# Data provided
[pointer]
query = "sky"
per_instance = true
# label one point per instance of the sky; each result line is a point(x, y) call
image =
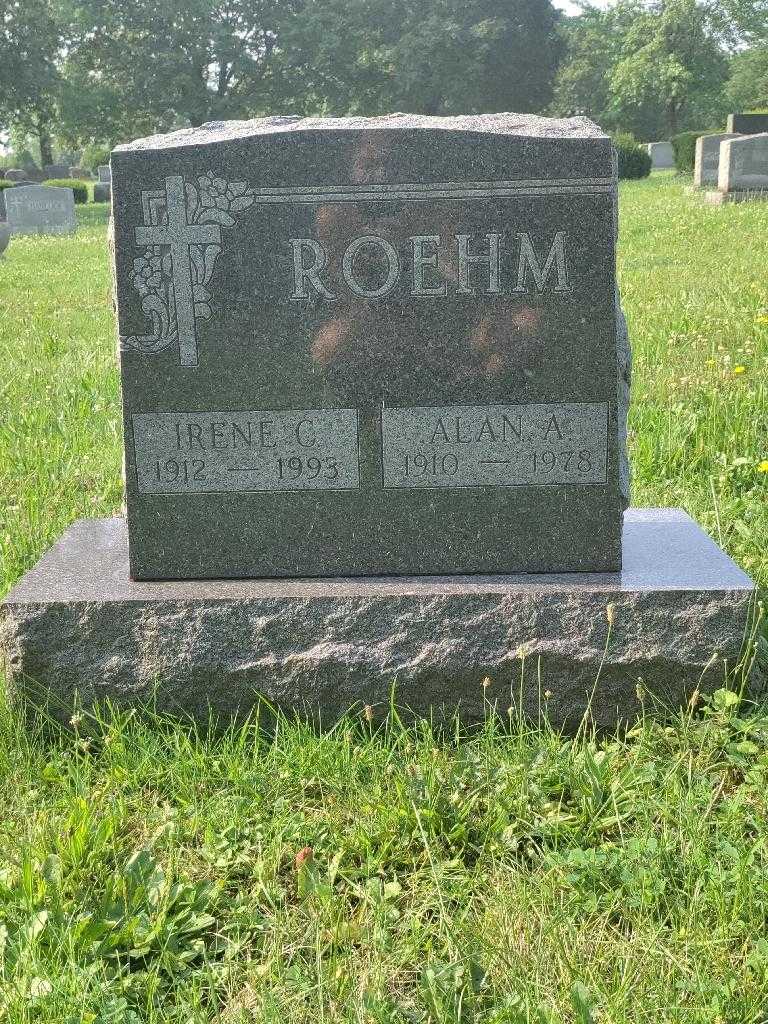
point(570, 8)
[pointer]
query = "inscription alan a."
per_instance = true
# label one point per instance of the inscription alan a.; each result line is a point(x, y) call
point(466, 263)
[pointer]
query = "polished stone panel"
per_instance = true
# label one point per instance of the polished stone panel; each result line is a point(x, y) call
point(748, 124)
point(707, 165)
point(378, 265)
point(677, 616)
point(743, 164)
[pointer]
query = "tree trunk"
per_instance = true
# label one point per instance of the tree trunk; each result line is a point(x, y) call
point(46, 145)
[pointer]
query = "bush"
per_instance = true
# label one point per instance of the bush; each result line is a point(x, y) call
point(79, 187)
point(634, 161)
point(684, 145)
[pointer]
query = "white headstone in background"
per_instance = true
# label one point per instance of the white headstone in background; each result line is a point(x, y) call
point(707, 164)
point(743, 164)
point(40, 210)
point(662, 156)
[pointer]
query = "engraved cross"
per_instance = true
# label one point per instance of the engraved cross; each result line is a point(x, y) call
point(179, 235)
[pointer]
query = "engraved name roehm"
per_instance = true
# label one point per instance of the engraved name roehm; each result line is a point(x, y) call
point(430, 265)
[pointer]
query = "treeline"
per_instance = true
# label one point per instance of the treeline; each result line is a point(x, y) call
point(79, 76)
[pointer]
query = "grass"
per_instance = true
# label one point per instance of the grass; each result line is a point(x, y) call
point(151, 875)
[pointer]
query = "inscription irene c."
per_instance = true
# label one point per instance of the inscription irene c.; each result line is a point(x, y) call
point(495, 445)
point(287, 450)
point(372, 266)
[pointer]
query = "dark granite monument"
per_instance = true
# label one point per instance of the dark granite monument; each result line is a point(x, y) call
point(748, 124)
point(354, 347)
point(357, 348)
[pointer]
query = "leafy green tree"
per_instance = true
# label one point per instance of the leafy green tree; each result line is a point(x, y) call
point(30, 76)
point(748, 86)
point(430, 56)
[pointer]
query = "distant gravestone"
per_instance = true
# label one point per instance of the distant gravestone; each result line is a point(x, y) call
point(40, 210)
point(394, 345)
point(662, 155)
point(743, 170)
point(707, 164)
point(748, 124)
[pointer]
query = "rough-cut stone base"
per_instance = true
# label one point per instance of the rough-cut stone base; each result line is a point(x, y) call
point(718, 198)
point(76, 624)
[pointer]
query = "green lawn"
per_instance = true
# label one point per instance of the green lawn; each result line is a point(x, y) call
point(395, 877)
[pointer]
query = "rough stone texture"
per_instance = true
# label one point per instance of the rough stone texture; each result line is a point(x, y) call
point(40, 210)
point(707, 163)
point(743, 164)
point(217, 316)
point(77, 623)
point(748, 124)
point(662, 155)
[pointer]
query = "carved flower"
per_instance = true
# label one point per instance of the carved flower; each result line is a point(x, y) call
point(214, 193)
point(148, 271)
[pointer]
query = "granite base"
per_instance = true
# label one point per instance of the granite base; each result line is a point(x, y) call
point(77, 629)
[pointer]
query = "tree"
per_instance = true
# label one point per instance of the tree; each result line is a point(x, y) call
point(748, 86)
point(673, 56)
point(430, 56)
point(150, 66)
point(653, 67)
point(30, 77)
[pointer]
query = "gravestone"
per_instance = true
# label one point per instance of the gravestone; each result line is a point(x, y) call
point(748, 124)
point(662, 155)
point(40, 210)
point(743, 170)
point(707, 164)
point(359, 347)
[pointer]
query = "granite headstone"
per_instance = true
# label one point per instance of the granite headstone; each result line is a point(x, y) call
point(662, 156)
point(40, 210)
point(707, 164)
point(357, 346)
point(748, 124)
point(743, 165)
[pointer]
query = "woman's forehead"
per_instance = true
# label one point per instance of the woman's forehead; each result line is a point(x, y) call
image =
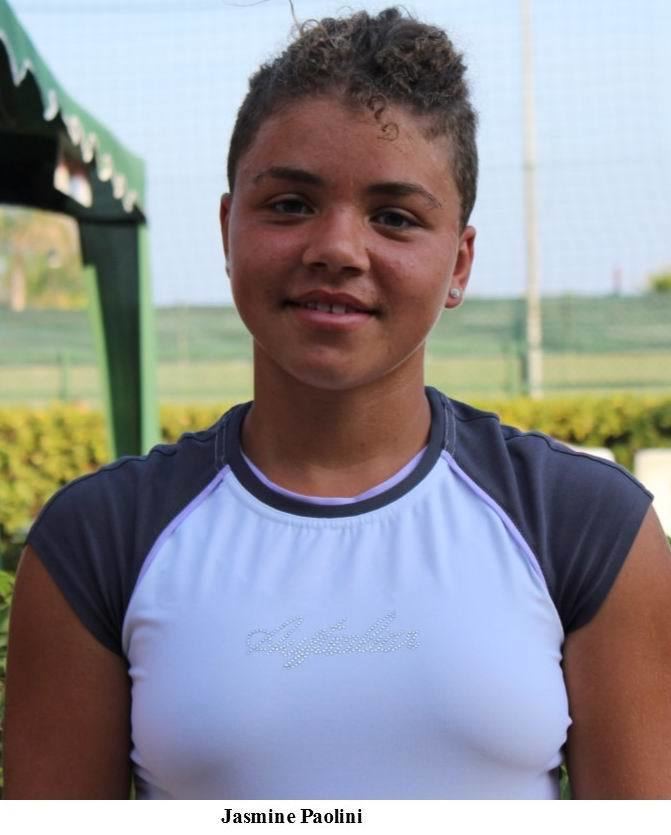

# Task statement
Express all of the entries above as a JSON list of strings, with one string for each line and blank lines omitted. Leave the pictures out.

# The output
[
  "[pointer]",
  "query = \"sky\"",
  "per_instance = true",
  "# label one point per instance of the sky; each result line is a point(x, y) call",
  "image =",
  "point(570, 8)",
  "[pointer]",
  "query = \"inscription alan a.\"",
  "per_instance = true",
  "# label one point per instance of the inscription alan a.; each result line is a point(x, y) call",
  "point(466, 263)",
  "[pointer]",
  "query = \"polished stone panel\"",
  "per_instance = true",
  "# label one point per instance of the polished stone panel; each result line is a point(x, y) call",
  "point(748, 124)",
  "point(707, 165)",
  "point(378, 265)",
  "point(677, 616)",
  "point(743, 164)",
  "[pointer]",
  "query = \"tree trunk\"",
  "per_instance = true",
  "# label one point per instance of the tree trunk; each result line is a point(x, y) call",
  "point(46, 145)",
  "[pointer]",
  "query = \"bush\"",
  "per_instance = true",
  "# label one point per instance of the bush; each result line is a point(x, y) call",
  "point(79, 187)",
  "point(634, 161)",
  "point(684, 145)",
  "[pointer]",
  "query = \"white headstone in background\"",
  "per_instance = true",
  "# label one point per instance of the white headstone in background; each result line is a point(x, y) call",
  "point(707, 164)",
  "point(743, 164)",
  "point(40, 210)",
  "point(662, 156)",
  "[pointer]",
  "query = \"engraved cross\"",
  "per_instance = true",
  "# label one point per instance of the engraved cross; each result line is a point(x, y) call",
  "point(179, 235)",
  "[pointer]",
  "query = \"engraved name roehm\"",
  "per_instance = true",
  "# label one point per instance of the engraved name roehm; each result line is a point(x, y) call",
  "point(430, 265)",
  "[pointer]",
  "query = \"treeline\"",
  "per_instance = true",
  "# label one point per instance of the treeline; each result line is a point(x, y) call",
  "point(79, 76)",
  "[pointer]",
  "query = \"grass\"",
  "per_instance = true",
  "# label one point per instance of the grass; each result line is a point(x, y) call",
  "point(151, 875)",
  "[pointer]",
  "query = \"inscription irene c.\"",
  "per_instance = true",
  "# label one point per instance of the inscription irene c.; each result line is a point(x, y) call",
  "point(495, 445)",
  "point(287, 450)",
  "point(372, 266)",
  "[pointer]",
  "query = \"dark granite monument\"",
  "per_instance = true",
  "# label one point per instance of the dark granite monument; each result line is a point(x, y) call",
  "point(748, 124)",
  "point(354, 347)",
  "point(357, 348)",
  "[pointer]",
  "query = \"leafy green tree\"",
  "per_instance = true",
  "# label one point per instance of the leafy green tree; each result line is a point(x, y) call",
  "point(30, 76)",
  "point(748, 86)",
  "point(430, 56)",
  "[pointer]",
  "query = \"distant gravestone\"",
  "per_instance = true",
  "# label one point per instance of the distant gravestone; each result line is a point(x, y) call",
  "point(40, 210)",
  "point(394, 345)",
  "point(662, 155)",
  "point(743, 170)",
  "point(707, 164)",
  "point(748, 124)",
  "[pointer]",
  "query = \"rough-cut stone base\"",
  "per_instance = true",
  "# label one point per instance of the rough-cut stone base; each result line is a point(x, y) call",
  "point(718, 198)",
  "point(76, 624)",
  "[pointer]",
  "query = \"green lawn\"",
  "per_instance = true",
  "# label one point per instance of the green lawn; each result line is a point(x, y) call",
  "point(395, 877)",
  "[pointer]",
  "query = \"rough stone texture\"",
  "per_instance = true",
  "# label one point per instance of the rough stone texture; each result line is a point(x, y) call",
  "point(40, 210)",
  "point(707, 163)",
  "point(743, 164)",
  "point(217, 316)",
  "point(77, 623)",
  "point(748, 124)",
  "point(662, 155)",
  "[pointer]",
  "query = \"carved flower\"",
  "per_instance = true",
  "# label one point per instance of the carved flower; each result line is a point(x, y) call",
  "point(214, 193)",
  "point(148, 271)",
  "[pointer]",
  "query = \"granite base\"",
  "per_instance = true",
  "# label one point per instance of the granite base; each result line is a point(x, y) call",
  "point(77, 629)",
  "[pointer]",
  "query = \"tree\"",
  "per_instance = true",
  "# label one point per instance of the tree; each result line is a point(x, y) call",
  "point(748, 86)",
  "point(673, 56)",
  "point(430, 56)",
  "point(150, 66)",
  "point(653, 67)",
  "point(30, 77)",
  "[pointer]",
  "query = \"gravestone\"",
  "per_instance = true",
  "# label one point per instance of the gravestone; each result line is a point(x, y) call",
  "point(748, 124)",
  "point(662, 155)",
  "point(40, 210)",
  "point(743, 170)",
  "point(707, 164)",
  "point(359, 347)",
  "[pointer]",
  "query = \"granite headstone\"",
  "per_instance = true",
  "# label one point per instance of the granite headstone; each result line is a point(x, y) call",
  "point(662, 156)",
  "point(40, 210)",
  "point(707, 164)",
  "point(357, 346)",
  "point(748, 124)",
  "point(743, 165)",
  "[pointer]",
  "query = \"woman's forehead\"",
  "per_instance = true",
  "# label one point per instance of the woman's forehead; each result line is a point(x, y) call",
  "image ="
]